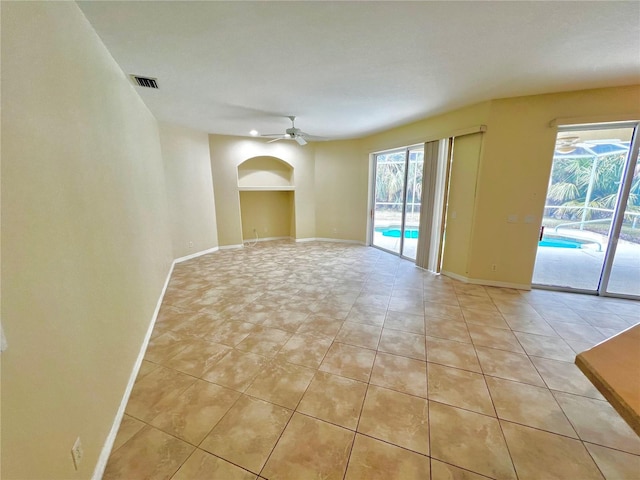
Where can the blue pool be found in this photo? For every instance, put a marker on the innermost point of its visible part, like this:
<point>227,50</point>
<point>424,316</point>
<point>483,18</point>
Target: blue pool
<point>394,232</point>
<point>564,242</point>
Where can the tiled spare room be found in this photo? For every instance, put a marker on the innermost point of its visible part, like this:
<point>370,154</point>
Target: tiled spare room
<point>324,360</point>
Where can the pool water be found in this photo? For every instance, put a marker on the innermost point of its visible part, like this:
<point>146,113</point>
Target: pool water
<point>395,232</point>
<point>563,242</point>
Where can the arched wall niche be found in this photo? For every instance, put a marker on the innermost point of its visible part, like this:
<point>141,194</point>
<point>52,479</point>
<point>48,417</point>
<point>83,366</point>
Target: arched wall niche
<point>267,199</point>
<point>265,173</point>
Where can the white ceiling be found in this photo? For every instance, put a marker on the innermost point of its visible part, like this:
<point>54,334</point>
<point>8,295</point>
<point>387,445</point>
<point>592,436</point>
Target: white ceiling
<point>348,69</point>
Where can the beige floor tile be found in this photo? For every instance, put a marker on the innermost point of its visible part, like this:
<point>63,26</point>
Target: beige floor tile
<point>484,317</point>
<point>527,325</point>
<point>372,459</point>
<point>412,306</point>
<point>396,418</point>
<point>310,448</point>
<point>405,322</point>
<point>373,300</point>
<point>477,303</point>
<point>459,388</point>
<point>529,405</point>
<point>203,466</point>
<point>537,454</point>
<point>440,296</point>
<point>359,335</point>
<point>398,373</point>
<point>444,471</point>
<point>199,325</point>
<point>478,446</point>
<point>349,361</point>
<point>565,377</point>
<point>194,413</point>
<point>306,350</point>
<point>614,464</point>
<point>452,354</point>
<point>368,316</point>
<point>236,370</point>
<point>149,454</point>
<point>165,346</point>
<point>197,357</point>
<point>281,383</point>
<point>307,290</point>
<point>403,343</point>
<point>129,426</point>
<point>334,399</point>
<point>596,421</point>
<point>286,320</point>
<point>152,393</point>
<point>145,368</point>
<point>553,348</point>
<point>231,333</point>
<point>321,326</point>
<point>494,338</point>
<point>509,365</point>
<point>264,341</point>
<point>447,328</point>
<point>440,310</point>
<point>248,432</point>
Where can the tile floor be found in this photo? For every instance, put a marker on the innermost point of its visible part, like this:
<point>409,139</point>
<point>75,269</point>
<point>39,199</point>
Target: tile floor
<point>335,361</point>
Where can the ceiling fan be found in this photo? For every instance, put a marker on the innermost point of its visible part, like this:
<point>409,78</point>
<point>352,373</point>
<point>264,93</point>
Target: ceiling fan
<point>291,133</point>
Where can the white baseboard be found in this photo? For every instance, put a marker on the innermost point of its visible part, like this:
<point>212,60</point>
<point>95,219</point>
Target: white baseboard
<point>108,444</point>
<point>336,240</point>
<point>265,239</point>
<point>488,283</point>
<point>230,247</point>
<point>194,255</point>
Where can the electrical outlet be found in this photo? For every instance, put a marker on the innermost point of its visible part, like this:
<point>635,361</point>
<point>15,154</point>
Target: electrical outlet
<point>77,453</point>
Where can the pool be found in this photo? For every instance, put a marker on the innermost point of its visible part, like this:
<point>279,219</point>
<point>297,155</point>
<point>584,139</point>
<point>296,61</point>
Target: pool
<point>565,242</point>
<point>395,232</point>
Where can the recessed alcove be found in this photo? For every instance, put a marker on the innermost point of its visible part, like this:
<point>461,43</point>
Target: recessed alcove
<point>265,173</point>
<point>267,199</point>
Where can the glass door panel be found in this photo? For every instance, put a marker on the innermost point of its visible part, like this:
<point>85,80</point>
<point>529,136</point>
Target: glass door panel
<point>625,270</point>
<point>588,169</point>
<point>388,205</point>
<point>412,202</point>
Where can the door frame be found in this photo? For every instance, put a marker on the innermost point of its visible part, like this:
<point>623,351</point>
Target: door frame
<point>619,210</point>
<point>372,196</point>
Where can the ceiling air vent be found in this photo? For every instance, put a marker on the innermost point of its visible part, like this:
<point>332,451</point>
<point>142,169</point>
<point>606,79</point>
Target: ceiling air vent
<point>146,82</point>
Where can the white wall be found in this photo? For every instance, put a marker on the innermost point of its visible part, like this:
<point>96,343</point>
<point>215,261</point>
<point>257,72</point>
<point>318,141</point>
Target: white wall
<point>86,242</point>
<point>187,166</point>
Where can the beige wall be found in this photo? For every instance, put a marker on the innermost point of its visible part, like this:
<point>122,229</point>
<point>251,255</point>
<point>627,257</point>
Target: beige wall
<point>341,175</point>
<point>86,243</point>
<point>461,203</point>
<point>269,213</point>
<point>187,166</point>
<point>228,152</point>
<point>515,170</point>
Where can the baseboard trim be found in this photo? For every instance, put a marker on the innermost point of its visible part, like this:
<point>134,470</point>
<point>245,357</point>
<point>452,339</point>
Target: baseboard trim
<point>488,283</point>
<point>111,438</point>
<point>195,255</point>
<point>230,247</point>
<point>335,240</point>
<point>265,239</point>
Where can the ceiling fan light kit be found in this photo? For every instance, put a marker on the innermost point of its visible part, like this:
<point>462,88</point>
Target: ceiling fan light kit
<point>291,133</point>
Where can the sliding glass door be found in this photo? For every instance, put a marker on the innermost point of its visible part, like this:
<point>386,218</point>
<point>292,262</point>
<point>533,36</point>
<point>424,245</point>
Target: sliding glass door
<point>591,238</point>
<point>397,195</point>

☆ ☆ ☆ ☆

## [What this task involves]
Rewrite everything in the listing above, from the line containing "Where can the ceiling air" down to the line containing "<point>146,82</point>", as a numbered list with any blank lines omitted.

## [Exercise answer]
1. Where can the ceiling air vent be found in this photo? For every instance, put a marker on the innermost point of its visible part, like this:
2. <point>332,451</point>
3. <point>142,169</point>
4. <point>606,79</point>
5. Target: ceiling air vent
6. <point>146,82</point>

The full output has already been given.